# [Problem to solve]
Count the lines in the entries below that contain the string "args". Reply with the number alone.

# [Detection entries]
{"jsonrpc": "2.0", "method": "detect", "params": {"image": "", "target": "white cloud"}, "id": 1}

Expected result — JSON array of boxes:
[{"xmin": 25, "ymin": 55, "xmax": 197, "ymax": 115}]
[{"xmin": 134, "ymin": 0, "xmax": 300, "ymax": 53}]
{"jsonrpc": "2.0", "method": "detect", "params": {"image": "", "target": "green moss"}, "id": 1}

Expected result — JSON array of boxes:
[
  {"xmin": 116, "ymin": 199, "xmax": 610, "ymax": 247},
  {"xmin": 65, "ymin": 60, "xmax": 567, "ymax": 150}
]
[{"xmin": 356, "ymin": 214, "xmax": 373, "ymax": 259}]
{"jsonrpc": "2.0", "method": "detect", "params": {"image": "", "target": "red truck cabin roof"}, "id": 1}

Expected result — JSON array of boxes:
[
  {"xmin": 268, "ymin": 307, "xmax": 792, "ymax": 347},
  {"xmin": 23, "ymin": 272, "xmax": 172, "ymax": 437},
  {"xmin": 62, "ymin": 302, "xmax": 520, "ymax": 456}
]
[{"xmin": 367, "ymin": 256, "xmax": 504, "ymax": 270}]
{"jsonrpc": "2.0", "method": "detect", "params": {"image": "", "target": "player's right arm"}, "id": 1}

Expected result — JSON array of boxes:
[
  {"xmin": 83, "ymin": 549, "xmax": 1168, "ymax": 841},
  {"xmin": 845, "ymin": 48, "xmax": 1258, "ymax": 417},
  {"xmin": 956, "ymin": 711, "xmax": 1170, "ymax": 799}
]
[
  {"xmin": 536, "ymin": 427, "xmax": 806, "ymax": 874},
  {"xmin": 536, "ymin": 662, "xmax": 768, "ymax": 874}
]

==

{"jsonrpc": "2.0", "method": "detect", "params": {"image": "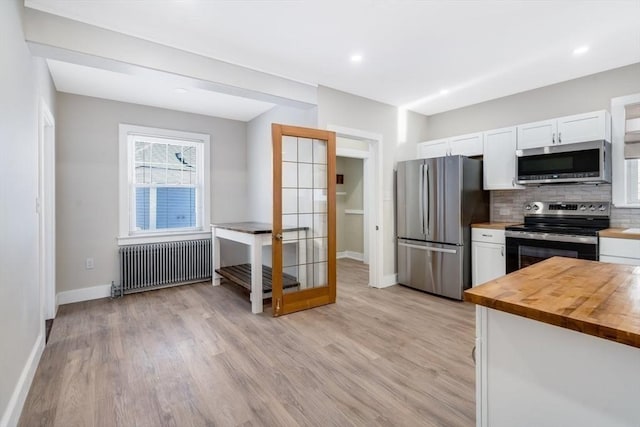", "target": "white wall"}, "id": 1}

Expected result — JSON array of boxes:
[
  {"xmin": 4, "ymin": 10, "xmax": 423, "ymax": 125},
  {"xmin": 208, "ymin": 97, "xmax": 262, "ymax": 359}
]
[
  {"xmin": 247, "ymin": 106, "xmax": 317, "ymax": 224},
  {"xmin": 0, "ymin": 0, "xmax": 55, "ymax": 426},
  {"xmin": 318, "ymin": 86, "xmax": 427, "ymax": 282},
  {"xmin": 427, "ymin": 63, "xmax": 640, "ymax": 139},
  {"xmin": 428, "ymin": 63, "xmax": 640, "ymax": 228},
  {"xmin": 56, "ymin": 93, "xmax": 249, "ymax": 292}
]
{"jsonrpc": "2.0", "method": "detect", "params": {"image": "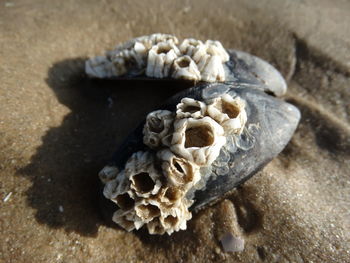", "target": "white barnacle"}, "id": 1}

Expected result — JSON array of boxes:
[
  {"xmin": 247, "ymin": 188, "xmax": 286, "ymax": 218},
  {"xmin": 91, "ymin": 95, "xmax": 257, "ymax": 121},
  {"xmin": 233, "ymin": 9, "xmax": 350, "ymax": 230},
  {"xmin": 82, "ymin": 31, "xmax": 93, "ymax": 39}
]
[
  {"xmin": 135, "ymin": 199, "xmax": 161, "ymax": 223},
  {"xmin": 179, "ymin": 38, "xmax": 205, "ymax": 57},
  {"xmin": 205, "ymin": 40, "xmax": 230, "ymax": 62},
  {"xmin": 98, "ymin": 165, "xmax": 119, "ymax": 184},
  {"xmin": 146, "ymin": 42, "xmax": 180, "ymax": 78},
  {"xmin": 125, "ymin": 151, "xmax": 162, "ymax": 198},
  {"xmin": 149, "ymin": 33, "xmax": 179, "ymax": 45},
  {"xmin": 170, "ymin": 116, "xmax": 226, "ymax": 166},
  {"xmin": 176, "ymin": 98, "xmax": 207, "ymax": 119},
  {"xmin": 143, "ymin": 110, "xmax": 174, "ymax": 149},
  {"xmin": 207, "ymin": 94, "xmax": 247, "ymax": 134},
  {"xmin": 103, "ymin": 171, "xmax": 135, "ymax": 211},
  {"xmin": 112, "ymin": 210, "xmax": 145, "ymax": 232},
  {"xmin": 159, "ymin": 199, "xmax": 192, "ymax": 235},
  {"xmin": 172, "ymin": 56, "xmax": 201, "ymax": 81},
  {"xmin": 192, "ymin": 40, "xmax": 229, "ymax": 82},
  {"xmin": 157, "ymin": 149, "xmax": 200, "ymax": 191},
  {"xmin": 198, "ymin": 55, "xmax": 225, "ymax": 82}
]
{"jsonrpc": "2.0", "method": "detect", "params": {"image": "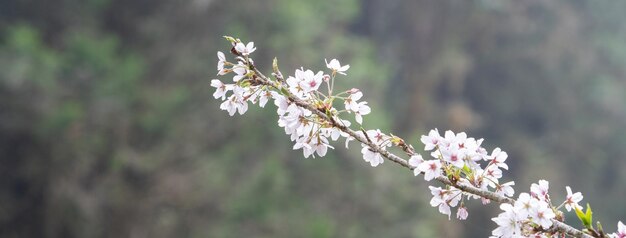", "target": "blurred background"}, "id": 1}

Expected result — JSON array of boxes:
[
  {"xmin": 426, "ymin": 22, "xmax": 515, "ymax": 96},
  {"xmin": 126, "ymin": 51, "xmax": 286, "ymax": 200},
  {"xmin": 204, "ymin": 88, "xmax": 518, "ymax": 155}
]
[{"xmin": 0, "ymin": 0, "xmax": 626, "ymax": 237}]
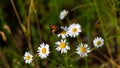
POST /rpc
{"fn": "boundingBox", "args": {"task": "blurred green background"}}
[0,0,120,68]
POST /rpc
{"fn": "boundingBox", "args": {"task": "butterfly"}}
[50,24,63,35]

# [Task response]
2